• [Text block]:
June 17, 2014 - Chefs, buyers, and bakers committed to local grains learned about new varieties of grains and flours last week during a GRGP-sponsored tasting, hosted by Mary Cleaver at her incredible Chelsea restaurant The Green Table. Mary's chefs prepared spelt waffles and breakfast tamales made with local grains; Peter Endriss brought five different loaves from his amazing bakery-restaurant Runner & Stone in Gowanus; and others prepared short breads, crackers and whole cooked berries -- all so tasters could fully appreciate the differences between Red Fife and Lancaster Red, spelt and einkorn, rye and emmer.
May 17, 2014 - She Wolf Bakery is coming to Greenmarket, becoming our second baker making bread with 100 percent local flour. Beginning Saturday, May 24th, at Fort Greene Park, She Wolf will be selling the artisan breads Austin Hall started baking at Roman's restaurant in 2009, including a miche with 100% locally grown and milled flour from Farmer Ground Flour. The first baker to sell loaves with 100% local flour at Greenmarket was Nordic Breads in 2011, which uses 100% whole grain rye in its traditional Finnish Ruis bread. Yet another milestone for GRGP and the entire regional grains movement. And they said it couldn't be done!

Records from a collection
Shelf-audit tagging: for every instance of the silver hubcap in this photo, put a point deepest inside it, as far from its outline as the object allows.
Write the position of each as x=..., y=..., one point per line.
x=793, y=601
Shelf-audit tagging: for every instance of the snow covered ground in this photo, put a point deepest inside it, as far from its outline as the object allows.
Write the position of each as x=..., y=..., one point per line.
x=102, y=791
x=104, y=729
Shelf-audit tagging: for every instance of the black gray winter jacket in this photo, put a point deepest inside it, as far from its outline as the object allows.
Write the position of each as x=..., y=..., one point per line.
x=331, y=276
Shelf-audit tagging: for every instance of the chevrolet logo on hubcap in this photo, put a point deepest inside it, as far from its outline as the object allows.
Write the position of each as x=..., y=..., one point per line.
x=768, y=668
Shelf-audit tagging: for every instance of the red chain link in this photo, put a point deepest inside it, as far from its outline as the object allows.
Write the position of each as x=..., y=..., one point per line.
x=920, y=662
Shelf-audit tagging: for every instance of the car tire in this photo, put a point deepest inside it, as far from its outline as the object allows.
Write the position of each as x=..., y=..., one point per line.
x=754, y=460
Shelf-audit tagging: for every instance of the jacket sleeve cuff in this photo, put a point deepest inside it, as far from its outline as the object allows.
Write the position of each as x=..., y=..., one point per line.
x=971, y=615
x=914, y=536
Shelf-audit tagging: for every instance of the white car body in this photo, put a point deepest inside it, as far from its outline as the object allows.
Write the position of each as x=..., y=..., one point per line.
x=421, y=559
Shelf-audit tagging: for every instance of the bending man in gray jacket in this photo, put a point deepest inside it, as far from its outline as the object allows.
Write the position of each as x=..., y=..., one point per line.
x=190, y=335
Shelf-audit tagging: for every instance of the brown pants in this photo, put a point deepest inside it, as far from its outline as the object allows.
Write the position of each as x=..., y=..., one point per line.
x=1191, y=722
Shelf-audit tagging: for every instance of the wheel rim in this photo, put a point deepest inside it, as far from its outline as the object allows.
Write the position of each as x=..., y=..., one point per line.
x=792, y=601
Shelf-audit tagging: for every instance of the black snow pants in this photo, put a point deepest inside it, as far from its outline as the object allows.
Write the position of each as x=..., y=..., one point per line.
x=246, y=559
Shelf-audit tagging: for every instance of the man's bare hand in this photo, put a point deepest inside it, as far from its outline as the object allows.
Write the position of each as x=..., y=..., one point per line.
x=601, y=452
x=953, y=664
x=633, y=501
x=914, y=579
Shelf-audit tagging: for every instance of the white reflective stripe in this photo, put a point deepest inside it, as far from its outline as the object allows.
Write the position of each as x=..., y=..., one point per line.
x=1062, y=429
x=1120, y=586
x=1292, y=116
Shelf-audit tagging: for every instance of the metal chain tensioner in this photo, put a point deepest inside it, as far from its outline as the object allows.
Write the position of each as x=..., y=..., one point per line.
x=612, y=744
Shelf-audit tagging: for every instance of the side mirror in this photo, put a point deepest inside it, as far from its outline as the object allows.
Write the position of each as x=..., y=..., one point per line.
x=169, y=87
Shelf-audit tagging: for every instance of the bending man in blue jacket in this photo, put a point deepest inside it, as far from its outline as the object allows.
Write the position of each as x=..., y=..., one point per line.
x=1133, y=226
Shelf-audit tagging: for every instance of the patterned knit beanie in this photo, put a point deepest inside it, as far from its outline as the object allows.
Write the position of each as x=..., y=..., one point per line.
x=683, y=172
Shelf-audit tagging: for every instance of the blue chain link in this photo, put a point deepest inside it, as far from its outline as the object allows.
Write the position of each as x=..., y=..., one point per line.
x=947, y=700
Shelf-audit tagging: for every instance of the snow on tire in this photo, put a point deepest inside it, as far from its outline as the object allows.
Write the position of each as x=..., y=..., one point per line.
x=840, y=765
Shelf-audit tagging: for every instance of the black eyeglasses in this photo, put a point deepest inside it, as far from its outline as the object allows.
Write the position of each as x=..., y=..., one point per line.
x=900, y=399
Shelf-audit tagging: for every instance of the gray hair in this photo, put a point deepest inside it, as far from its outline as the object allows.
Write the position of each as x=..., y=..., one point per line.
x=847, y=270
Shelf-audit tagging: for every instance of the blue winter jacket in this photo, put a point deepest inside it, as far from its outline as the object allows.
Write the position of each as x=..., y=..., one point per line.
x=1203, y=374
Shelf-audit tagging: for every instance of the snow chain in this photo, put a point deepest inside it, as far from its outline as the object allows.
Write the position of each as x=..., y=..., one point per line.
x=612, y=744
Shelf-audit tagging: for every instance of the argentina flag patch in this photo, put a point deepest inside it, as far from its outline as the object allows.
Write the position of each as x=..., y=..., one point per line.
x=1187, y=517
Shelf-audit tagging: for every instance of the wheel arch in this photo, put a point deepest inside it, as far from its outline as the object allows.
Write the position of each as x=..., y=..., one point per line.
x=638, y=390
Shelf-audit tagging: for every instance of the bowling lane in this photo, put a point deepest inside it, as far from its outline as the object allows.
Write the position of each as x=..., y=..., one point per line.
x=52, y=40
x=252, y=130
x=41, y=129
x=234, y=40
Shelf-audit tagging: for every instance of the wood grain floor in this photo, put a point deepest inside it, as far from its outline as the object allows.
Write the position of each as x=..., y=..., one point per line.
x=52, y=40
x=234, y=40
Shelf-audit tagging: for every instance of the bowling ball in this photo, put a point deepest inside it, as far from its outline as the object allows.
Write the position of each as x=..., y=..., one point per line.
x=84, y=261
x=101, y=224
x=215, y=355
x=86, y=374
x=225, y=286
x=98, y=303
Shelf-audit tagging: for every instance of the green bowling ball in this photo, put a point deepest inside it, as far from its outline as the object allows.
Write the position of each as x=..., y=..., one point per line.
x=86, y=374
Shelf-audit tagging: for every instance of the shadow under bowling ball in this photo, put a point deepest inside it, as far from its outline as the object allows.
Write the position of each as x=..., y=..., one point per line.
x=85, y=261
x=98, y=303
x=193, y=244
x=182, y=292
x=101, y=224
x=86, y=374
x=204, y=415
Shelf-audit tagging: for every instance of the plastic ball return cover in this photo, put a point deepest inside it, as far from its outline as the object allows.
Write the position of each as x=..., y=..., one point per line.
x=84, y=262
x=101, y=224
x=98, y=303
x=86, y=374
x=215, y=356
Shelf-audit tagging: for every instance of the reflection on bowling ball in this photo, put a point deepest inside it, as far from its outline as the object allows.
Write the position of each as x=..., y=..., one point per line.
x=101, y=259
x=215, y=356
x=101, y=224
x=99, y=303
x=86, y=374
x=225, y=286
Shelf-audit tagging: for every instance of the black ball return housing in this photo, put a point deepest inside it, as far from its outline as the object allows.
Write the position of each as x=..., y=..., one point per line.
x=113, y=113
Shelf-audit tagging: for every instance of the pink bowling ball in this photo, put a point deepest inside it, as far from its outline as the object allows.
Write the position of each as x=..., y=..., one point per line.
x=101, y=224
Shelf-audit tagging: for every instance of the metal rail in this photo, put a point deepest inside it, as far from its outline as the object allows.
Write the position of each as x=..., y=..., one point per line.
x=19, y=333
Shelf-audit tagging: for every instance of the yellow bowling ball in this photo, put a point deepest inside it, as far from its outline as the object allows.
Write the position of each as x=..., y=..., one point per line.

• [Challenges]:
1. In the local grains news, reproduce the passage from "June 17, 2014" to "rye and emmer.".
2. According to the local grains news, why were the foods at the tasting at The Green Table prepared? Answer in one to three sentences.

• [Results for each task]:
1.
June 17, 2014 - Chefs, buyers, and bakers committed to local grains learned about new varieties of grains and flours last week during a GRGP-sponsored tasting, hosted by Mary Cleaver at her incredible Chelsea restaurant The Green Table. Mary's chefs prepared spelt waffles and breakfast tamales made with local grains; Peter Endriss brought five different loaves from his amazing bakery-restaurant Runner & Stone in Gowanus; and others prepared short breads, crackers and whole cooked berries -- all so tasters could fully appreciate the differences between Red Fife and Lancaster Red, spelt and einkorn, rye and emmer.

2. Spelt waffles, breakfast tamales, loaves, short breads, crackers and whole cooked berries were prepared so tasters could fully appreciate the differences between grain varieties. The text names Red Fife and Lancaster Red, spelt and einkorn, and rye and emmer.